=== RECORDS SHOWN ===

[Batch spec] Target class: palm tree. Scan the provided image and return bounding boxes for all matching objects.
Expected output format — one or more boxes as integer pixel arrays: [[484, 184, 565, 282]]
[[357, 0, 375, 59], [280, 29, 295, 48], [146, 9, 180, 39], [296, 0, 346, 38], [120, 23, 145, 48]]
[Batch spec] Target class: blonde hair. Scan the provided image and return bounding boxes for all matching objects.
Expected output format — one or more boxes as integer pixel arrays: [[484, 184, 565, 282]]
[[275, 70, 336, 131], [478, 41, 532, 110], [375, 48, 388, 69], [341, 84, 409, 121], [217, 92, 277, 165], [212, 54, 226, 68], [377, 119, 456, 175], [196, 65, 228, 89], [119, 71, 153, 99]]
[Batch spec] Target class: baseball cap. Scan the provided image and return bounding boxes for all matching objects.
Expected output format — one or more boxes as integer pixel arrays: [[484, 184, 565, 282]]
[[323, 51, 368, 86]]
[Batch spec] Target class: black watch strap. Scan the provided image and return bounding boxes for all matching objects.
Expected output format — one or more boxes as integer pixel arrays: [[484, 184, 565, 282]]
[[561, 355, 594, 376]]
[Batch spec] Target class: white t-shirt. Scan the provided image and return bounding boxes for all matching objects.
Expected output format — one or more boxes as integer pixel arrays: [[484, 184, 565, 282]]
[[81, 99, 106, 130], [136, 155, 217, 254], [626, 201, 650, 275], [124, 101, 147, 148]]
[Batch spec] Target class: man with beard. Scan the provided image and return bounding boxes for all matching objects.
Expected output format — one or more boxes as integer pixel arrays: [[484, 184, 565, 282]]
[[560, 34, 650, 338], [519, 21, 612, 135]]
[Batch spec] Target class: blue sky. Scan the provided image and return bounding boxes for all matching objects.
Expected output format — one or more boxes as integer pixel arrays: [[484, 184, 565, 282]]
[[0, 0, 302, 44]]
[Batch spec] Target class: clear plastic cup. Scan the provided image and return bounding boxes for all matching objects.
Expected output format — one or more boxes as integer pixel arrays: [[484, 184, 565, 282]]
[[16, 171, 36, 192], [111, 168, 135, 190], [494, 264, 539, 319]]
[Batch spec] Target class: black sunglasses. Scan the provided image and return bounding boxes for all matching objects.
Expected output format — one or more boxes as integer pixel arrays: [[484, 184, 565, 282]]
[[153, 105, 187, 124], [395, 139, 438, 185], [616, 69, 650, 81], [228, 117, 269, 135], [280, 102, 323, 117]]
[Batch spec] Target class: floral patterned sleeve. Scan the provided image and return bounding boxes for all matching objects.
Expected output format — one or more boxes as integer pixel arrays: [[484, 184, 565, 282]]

===

■ THE TASK ■
Put the data from the line with "[Batch spec] Target class: white" up to and including the line with "102, 323, 117]]" into a numbered list, leaving out any blank lines.

■ FULL RESPONSE ■
1. [Batch spec] Target class: white t-shirt. Scan the provided image and return bounding boxes for all matching objects.
2. Expected output format — one or more boxes as integer pixel arrays: [[484, 184, 565, 282]]
3. [[81, 99, 106, 130], [136, 155, 217, 254], [626, 201, 650, 275], [124, 101, 147, 148]]
4. [Batch spec] Target class: man with beard. Scan the provided image and return bounding boxes for all matching objects.
5. Expected output format — one or more boxes as integer pixel arrays: [[484, 184, 565, 282]]
6. [[560, 34, 650, 338], [519, 21, 612, 135]]
7. [Batch spec] Target class: blue sky. Scan the provided image and return bounding boxes for all matching objects.
8. Expected output format — one or more boxes as integer pixel arrays: [[484, 184, 565, 282]]
9. [[0, 0, 302, 44]]
10. [Batch spec] Target class: clear plastic cup. Scan the provided image and return bounding boxes for all matching objects.
11. Expected output format — one or more boxes as integer pixel arrays: [[484, 184, 565, 282]]
12. [[16, 171, 36, 192], [111, 168, 135, 190], [494, 264, 539, 319]]
13. [Batch spec] Target class: black sunglasses. Scan the provided image and return bounding boxes for all matching objects.
14. Expected output format — one or more boxes as integer pixel arrays: [[484, 184, 565, 282]]
15. [[153, 105, 187, 124], [395, 139, 438, 185], [616, 69, 650, 81], [228, 117, 269, 135], [280, 102, 323, 117]]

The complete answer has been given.